====== Dataset excerpts ======
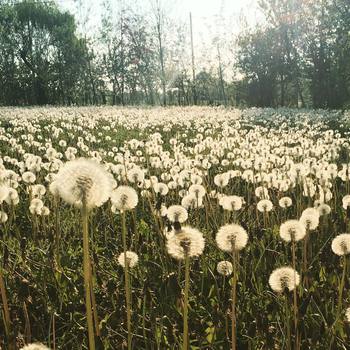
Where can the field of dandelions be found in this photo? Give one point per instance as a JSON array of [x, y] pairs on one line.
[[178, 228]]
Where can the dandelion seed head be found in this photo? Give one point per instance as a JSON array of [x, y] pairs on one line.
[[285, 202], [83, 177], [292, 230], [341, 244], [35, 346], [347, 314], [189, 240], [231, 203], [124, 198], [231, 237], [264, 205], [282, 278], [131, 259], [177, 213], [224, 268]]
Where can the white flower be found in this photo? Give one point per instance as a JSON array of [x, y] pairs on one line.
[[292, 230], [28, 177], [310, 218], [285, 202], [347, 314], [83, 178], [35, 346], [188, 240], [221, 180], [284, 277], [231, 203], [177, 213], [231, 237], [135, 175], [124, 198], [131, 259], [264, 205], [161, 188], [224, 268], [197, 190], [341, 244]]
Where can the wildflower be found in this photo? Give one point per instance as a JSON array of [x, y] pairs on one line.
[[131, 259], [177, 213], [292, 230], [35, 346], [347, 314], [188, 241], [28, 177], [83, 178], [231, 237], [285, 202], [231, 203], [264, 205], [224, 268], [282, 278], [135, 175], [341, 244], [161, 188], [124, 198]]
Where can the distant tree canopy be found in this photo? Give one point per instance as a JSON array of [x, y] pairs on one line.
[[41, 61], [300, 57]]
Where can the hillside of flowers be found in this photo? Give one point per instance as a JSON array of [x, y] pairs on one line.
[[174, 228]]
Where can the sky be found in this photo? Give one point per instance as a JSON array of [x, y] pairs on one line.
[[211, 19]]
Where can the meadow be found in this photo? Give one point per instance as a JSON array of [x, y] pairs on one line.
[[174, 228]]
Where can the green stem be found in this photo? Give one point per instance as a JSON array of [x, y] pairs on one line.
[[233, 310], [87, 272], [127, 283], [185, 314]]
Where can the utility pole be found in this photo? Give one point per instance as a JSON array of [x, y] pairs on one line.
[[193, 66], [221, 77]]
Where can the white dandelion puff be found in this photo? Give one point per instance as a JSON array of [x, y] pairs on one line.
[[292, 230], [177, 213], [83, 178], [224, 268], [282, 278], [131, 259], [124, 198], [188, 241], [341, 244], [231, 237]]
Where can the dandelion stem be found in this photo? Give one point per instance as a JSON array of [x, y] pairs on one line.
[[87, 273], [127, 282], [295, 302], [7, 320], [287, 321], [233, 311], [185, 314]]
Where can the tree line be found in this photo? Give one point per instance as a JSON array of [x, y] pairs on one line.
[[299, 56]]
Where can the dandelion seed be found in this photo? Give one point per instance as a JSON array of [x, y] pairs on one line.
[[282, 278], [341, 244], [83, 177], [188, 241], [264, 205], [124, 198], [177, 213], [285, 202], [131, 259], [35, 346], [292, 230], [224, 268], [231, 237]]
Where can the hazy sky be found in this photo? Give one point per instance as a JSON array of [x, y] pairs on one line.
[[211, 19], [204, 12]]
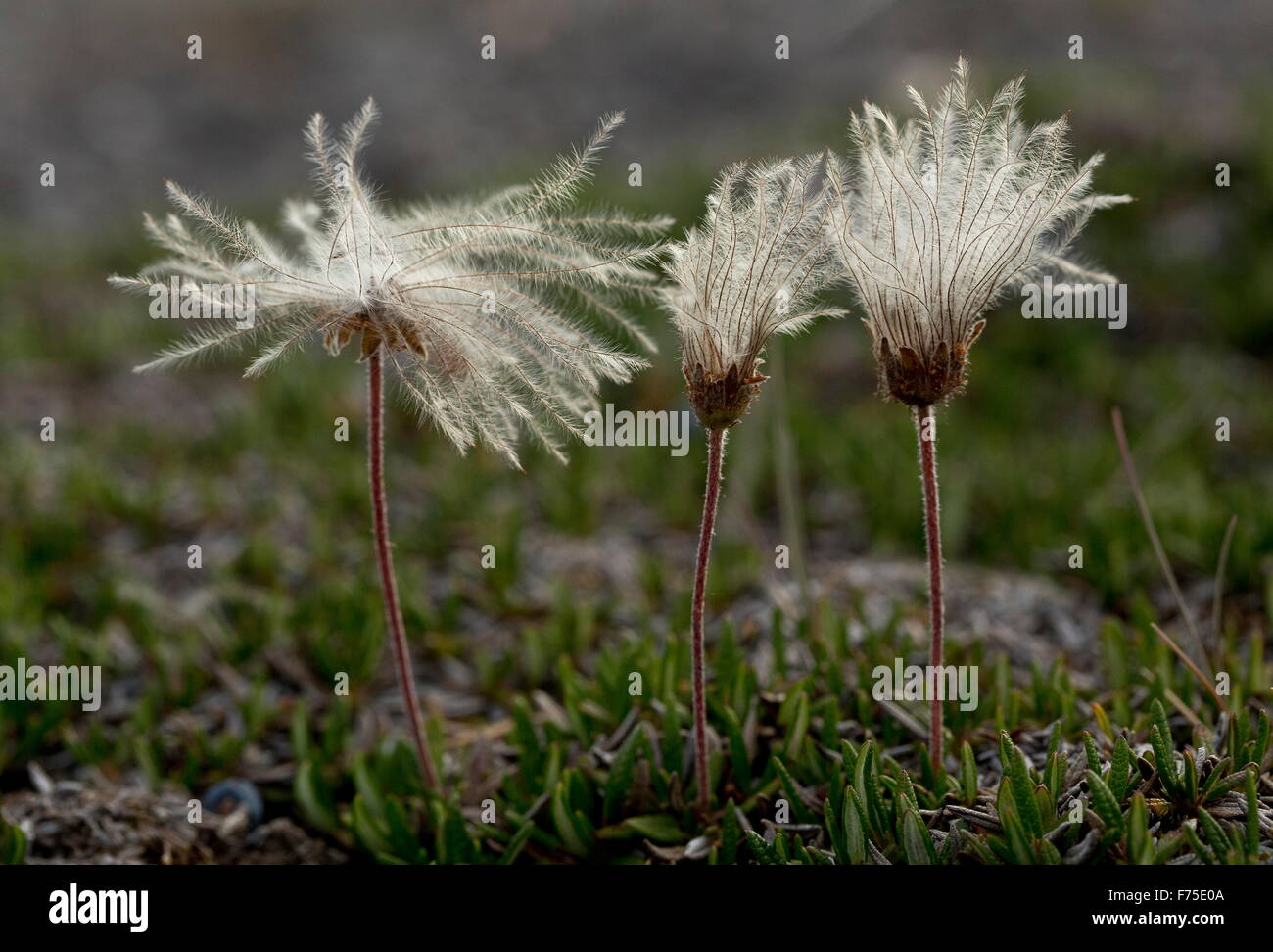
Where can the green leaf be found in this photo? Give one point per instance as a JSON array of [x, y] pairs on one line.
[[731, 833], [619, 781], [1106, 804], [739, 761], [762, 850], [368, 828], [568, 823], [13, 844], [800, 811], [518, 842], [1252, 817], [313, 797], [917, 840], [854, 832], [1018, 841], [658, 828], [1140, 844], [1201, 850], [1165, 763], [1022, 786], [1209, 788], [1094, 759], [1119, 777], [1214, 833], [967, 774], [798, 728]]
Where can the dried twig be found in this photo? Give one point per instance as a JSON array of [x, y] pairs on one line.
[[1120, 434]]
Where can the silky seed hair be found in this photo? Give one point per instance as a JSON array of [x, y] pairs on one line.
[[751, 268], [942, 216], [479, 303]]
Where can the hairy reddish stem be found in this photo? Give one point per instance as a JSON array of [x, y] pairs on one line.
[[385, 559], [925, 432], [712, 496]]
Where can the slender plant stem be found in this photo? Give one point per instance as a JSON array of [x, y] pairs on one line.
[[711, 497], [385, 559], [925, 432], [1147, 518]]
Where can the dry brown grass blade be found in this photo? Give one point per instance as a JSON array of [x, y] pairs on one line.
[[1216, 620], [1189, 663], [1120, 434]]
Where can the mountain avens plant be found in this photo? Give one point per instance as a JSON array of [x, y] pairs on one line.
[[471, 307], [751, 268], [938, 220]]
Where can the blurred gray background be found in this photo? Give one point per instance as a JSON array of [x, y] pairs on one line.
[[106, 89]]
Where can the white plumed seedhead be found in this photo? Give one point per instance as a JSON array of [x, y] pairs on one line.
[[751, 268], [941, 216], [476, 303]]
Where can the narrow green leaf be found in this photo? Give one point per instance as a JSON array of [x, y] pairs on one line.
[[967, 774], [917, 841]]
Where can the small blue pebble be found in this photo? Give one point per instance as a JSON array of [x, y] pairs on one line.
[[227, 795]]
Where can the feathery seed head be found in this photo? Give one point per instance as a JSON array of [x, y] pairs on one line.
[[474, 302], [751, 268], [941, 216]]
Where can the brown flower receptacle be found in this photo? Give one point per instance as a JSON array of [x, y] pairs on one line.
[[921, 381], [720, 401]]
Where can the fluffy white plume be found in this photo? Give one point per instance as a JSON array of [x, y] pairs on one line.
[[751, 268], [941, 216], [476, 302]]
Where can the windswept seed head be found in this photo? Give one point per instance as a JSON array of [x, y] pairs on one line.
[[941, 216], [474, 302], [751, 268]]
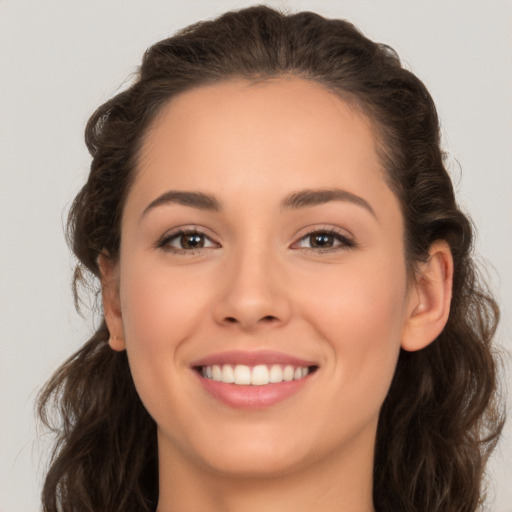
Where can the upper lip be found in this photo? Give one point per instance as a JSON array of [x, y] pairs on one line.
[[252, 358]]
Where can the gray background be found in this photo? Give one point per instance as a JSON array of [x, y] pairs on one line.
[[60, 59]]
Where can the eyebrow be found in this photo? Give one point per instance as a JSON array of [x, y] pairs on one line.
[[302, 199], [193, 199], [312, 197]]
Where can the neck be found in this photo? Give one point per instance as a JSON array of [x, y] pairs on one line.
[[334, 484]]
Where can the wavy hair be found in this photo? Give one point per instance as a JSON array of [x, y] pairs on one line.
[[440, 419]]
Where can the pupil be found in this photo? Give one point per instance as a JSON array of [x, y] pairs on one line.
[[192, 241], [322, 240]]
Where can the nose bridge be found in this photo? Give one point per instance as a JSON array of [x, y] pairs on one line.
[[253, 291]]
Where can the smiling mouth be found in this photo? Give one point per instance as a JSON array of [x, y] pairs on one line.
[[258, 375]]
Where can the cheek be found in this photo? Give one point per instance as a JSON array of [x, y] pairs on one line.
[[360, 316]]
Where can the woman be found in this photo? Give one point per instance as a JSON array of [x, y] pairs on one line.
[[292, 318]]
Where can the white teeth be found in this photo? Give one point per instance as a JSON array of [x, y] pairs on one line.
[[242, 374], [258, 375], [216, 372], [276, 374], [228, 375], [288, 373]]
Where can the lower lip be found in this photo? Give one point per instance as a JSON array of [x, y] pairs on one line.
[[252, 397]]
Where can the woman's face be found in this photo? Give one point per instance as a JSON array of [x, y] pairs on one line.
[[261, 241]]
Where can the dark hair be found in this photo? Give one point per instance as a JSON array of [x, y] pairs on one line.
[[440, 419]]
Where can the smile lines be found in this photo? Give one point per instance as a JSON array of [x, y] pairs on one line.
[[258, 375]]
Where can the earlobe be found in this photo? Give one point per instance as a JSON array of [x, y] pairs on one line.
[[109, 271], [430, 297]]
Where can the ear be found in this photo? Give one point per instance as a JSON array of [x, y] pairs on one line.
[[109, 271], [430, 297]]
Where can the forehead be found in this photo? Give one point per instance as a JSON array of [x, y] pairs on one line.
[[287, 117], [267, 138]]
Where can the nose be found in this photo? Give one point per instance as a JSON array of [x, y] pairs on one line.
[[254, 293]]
======
*Work item*
Reproduce each entry verbatim, excluding any embedded images.

*Answer to the problem*
Where can the field of dandelions be found in this photo? Give one point per instance as a JSON array of [x, y] pairs on one line.
[[178, 228]]
Where can the dandelion seed head be found in this photo? Give one point per instance as a JSON array of [x, y] pairs on one line.
[[285, 202], [83, 177], [292, 230], [341, 244], [35, 346], [347, 314], [189, 240], [231, 203], [124, 198], [231, 237], [264, 205], [282, 278], [131, 259], [177, 213], [224, 268]]
Where can the white flower be found in this photo? Give one point per instance as a JSON array of [x, y] pairs on one line.
[[292, 230], [28, 177], [310, 218], [285, 202], [347, 314], [83, 178], [35, 346], [188, 240], [221, 180], [284, 277], [231, 203], [177, 213], [231, 237], [135, 175], [124, 198], [131, 259], [264, 205], [161, 188], [224, 268], [197, 190], [341, 244]]
Where can the wildflower be found in this photo? Give one point per instance as a JSON array of [x, y] pairs on one line.
[[131, 259], [177, 213], [292, 230], [35, 346], [347, 314], [188, 241], [28, 177], [83, 178], [231, 237], [285, 202], [231, 203], [264, 205], [224, 268], [282, 278], [135, 175], [341, 244], [161, 188], [124, 198]]
Where can the distant tree canopy be found in this photo? Give one point per instance as a JSON array of [x, y] pairs on one line.
[[41, 61], [300, 57]]
Where can the hillside of flowers be found in this photo? Give one point per instance as a JSON array of [x, y] pairs on one line.
[[174, 228]]
Where can the sky be found in this photo? Give one point per instance as a JSON array of [x, y] pairs on one line.
[[211, 19]]
Where can the meadow be found in this photo? Give one point per instance as a JSON array of [x, y] pairs on one line.
[[174, 228]]
Where can the green stem be found in this photo? Give one point per instance as a JSON array of [x, y] pairs on one line.
[[233, 310], [87, 272], [127, 283], [185, 314]]
Where can the utility pole be found in this photo? Give one point per instance as a JSON array of [x, y] pairs on one line.
[[193, 66], [221, 77]]
Where can the white dandelion puff be found in this photo? Give one point per instance as a JSON array of [x, y] pairs on one line.
[[292, 230], [177, 213], [83, 178], [224, 268], [282, 278], [131, 259], [124, 198], [188, 241], [341, 244], [231, 237]]
Where can the dandelion stem be found in this photo? Give one point per instance as a JSON array of [x, y] pairs on one line.
[[87, 273], [127, 282], [295, 302], [7, 320], [287, 321], [233, 311], [185, 314]]
Where can the tree line be found in this photo? Give one point per instance as a JSON array of [x, y] pairs on one line.
[[299, 56]]
Where can the dandelion seed be found in this photo? Give one point per instance as a JSON array of [x, y] pairs on one line.
[[282, 278], [341, 244], [83, 177], [188, 241], [264, 205], [124, 198], [177, 213], [285, 202], [131, 259], [35, 346], [292, 230], [224, 268], [231, 237]]
Where can the hazy sky be found in this photo? Give one point per instance as a JSON array of [x, y] pairs on one line.
[[211, 19], [204, 12]]
Where can the green leaf be found in this photo? Give one point per instance as a JSON array of [x, y] pairs on one line.
[[731, 833], [619, 781], [1106, 804], [739, 761], [762, 850], [368, 828], [568, 823], [13, 844], [800, 811], [518, 842], [1252, 817], [313, 797], [917, 840], [854, 832], [1018, 841], [658, 828], [1140, 844], [1201, 850], [1165, 763], [1022, 786], [1209, 788], [1094, 759], [1119, 777], [1214, 833], [967, 774], [798, 728]]
Where can the dried twig be found in this photo? Give one point per instance as a JSON array of [x, y] pairs on one line.
[[1120, 434]]
Where can the silky seed hair be found in this photo? Give one point per instance as a JSON array of [x, y] pairs on one line.
[[751, 268], [942, 216], [479, 303]]
Where can the hairy reddish stem be found in this photo? Give one point per instance as a JSON array of [x, y] pairs on one line.
[[385, 559], [925, 432], [712, 496]]
Where can the slender plant stem be found in this photo? Give one point per instance as a JSON array of [x, y] pairs on one line.
[[711, 497], [385, 559], [925, 432], [1147, 518]]
Where can the dry brown grass blade be found in this photo? Give one point per instance as a JSON array of [x, y] pairs on one line.
[[1216, 620], [1189, 663], [1120, 434]]
Where can the mountain avens plant be found in this photo? Give one point per instance as a JSON array of [x, y] pairs on one line.
[[471, 307], [751, 268], [938, 220]]
Where can the blurred gray background be found in this photo? Give one point per instance as a JSON array of [x, y] pairs on one line.
[[106, 89]]
Where can the white plumed seedhead be found in this photo? Give one point per instance as a JSON array of [x, y] pairs on one line.
[[751, 268], [941, 216], [476, 303]]
Where can the narrow green leaf be found in this photo? Give one point per instance as a JSON array of [x, y] pairs on one line.
[[967, 774], [917, 841]]
Where can the small blue pebble be found in this photo? Give one point per instance as a JSON array of [x, y] pairs on one line.
[[227, 795]]
Where can the feathery seed head be found in this photo? Give one point per instance as a JSON array of [x, y] pairs on one line.
[[474, 302], [751, 268], [941, 216]]
Where can the brown flower receptacle be found in this photo? Give one point per instance as a JSON array of [x, y] pairs on one line.
[[921, 381], [720, 401]]
Where can the fluffy white plume be found in this photo? Give one point per instance as a JSON array of [x, y] pairs on one line.
[[751, 268], [941, 216], [476, 302]]
Where can the windswept seed head be found in this photo? Give one point per instance as a JSON array of [x, y] pairs on one line.
[[941, 216], [474, 302], [751, 268]]
Where can the upper lip be found in this photo? Give one point per instance as a JSON array of [x, y] pairs on one line.
[[252, 358]]
Where can the gray background be found in this photo? Give one point per instance as a JSON array of [x, y] pairs on one line.
[[60, 59]]
Where can the eyebrow be found in this photo? Give one point per instance as a JSON array of [x, y] pairs on one line.
[[302, 199], [193, 199], [312, 197]]
Where can the neck be found in this photo? Give one point per instance as a JSON array of [x, y] pairs on one line.
[[334, 484]]
Where can the wavy hair be found in this photo? Give one point per instance as a JSON array of [x, y] pairs on one line.
[[440, 419]]
Where can the pupil be found in this photo? Give one point per instance as a JSON array of [x, y] pairs on one line.
[[192, 241], [322, 240]]
Where can the nose bridge be found in this photo? Give one point per instance as a JSON array of [x, y] pairs on one line.
[[253, 291]]
Where can the smiling mouth be found in this photo? Give one point per instance as a JSON array of [x, y] pairs on one line.
[[258, 375]]
Where can the cheek be found in this photo? Give one point per instance as a JSON array of [x, y] pairs on one line.
[[360, 316]]
Where can the woman be found in this photo? Give one point per instance as a JSON array of [x, y] pairs on one line.
[[292, 318]]
Where can the white teeth be found in this photo? Give one point per instance as a JSON array of [x, y] pairs on one line.
[[242, 374], [258, 375], [216, 372], [276, 374], [228, 375], [288, 373]]
Where can the lower lip be found in this photo? Give one point per instance as a JSON array of [x, y] pairs on one line.
[[252, 397]]
Where can the woman's face be found in this photo? Give one point per instance as a JSON array of [x, y] pairs on one line.
[[261, 241]]
Where can the dark hair be found in this photo? Give one point per instance as a JSON array of [x, y] pairs on one line.
[[440, 419]]
Where can the smile lines be found in this photo? Give one point per instance as a JSON array of [x, y] pairs on one line.
[[258, 375]]
Where can the earlobe be found in this photo? Give one point per instance as a JSON array of [x, y] pairs on one line.
[[109, 271], [430, 297]]
Where can the ear be found in this photo? Give one point per instance as a JSON array of [x, y] pairs on one line.
[[109, 271], [430, 297]]
Where can the forehead be found in this photo? Give one point per instance as a JSON array of [x, y] pairs on one line.
[[287, 117], [267, 138]]
Where can the nose be found in this photo? Give one point per instance as a JSON array of [x, y] pairs on one line.
[[254, 293]]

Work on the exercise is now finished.